++++ PAGE ++++

WalletHub focused on three key facets: presence of the firearm industry, gun prevalence in the state and gun politics.

While New Hampshire ranks highest for the number of firearms-industry jobs per capita — seven times more than the District of Columbia — it is Idaho that relies most heavily on the gun industry for jobs and political contributions, according to the report.

Firearms and ammunitions contributed an estimated $43 billion to the economy in 2014, according to the National Shooting Sports Foundation. That figure includes more than 263,000 gun industry jobs that paid more than $13.7 billion in total wages.

Here are the states most dependent on the gun industry:

  1. Idaho
  2. Alaska
  3. Montana
  4. South Dakota
  5. Arkansas
  6. Wyoming
  7. New Hampshire
  8. Minnesota
  9. Kentucky
  10. Alabama

 

The states with the highest gun ownership are Alaska, Arkansas and Idaho, while the states with the lowest gun ownership are Delaware, Rhode Island and New York.

++++ LISTING ++++

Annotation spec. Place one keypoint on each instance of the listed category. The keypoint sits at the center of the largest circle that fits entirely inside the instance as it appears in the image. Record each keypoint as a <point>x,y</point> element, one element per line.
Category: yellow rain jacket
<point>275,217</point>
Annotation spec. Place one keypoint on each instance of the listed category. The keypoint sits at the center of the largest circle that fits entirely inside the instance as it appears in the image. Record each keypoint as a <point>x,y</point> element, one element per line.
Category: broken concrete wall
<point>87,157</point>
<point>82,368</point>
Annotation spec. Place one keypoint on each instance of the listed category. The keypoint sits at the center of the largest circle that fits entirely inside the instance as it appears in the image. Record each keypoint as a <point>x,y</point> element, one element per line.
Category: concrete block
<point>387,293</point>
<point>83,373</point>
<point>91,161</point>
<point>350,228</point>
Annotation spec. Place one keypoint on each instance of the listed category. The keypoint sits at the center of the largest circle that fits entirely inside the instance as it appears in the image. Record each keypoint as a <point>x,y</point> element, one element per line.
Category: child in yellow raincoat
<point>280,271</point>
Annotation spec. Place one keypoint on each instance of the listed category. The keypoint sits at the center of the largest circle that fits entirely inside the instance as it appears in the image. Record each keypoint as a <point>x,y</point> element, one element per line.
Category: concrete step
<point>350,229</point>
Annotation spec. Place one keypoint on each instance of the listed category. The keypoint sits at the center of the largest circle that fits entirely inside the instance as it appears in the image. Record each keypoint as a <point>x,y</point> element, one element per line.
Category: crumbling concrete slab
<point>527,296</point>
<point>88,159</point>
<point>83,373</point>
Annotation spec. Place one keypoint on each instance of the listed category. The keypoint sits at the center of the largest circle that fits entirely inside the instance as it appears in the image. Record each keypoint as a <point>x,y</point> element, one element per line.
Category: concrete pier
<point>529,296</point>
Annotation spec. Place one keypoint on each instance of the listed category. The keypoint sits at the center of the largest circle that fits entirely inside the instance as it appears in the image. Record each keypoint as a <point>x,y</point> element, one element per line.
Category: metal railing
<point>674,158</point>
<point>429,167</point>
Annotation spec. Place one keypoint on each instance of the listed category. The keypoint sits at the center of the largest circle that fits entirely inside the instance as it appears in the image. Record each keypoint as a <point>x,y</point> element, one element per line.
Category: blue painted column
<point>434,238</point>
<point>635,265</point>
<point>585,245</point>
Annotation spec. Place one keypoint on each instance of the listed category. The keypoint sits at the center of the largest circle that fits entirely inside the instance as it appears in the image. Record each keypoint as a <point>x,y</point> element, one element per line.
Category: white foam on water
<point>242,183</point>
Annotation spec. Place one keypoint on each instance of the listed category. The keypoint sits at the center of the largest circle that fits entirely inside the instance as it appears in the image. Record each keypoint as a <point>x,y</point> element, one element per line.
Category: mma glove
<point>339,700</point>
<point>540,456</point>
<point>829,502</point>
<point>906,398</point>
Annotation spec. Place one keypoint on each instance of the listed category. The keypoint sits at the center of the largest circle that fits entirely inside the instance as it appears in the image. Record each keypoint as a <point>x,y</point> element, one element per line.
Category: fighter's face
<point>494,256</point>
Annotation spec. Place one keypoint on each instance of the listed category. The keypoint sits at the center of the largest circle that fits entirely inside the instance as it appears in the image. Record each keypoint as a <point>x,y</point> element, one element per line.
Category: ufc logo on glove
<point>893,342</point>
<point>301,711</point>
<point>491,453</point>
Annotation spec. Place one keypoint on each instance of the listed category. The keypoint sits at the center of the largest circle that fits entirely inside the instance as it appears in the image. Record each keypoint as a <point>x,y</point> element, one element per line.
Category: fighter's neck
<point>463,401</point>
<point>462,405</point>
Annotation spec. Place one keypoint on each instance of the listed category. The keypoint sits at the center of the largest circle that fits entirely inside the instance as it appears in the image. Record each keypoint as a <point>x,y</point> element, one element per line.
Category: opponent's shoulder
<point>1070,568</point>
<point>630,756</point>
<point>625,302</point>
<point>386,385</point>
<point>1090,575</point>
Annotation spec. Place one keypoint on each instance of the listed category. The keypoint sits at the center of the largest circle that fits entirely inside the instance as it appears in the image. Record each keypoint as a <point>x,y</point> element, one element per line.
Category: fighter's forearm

++++

### DIRECTIONS
1. In the gun industry article, which states have the lowest gun ownership?
2. Copy the stretch of the gun industry article from "While New Hampshire" through "to the report.".

### ANSWERS PROVIDED
1. Delaware, Rhode Island and New York.

2.
While New Hampshire ranks highest for the number of firearms-industry jobs per capita — seven times more than the District of Columbia — it is Idaho that relies most heavily on the gun industry for jobs and political contributions, according to the report.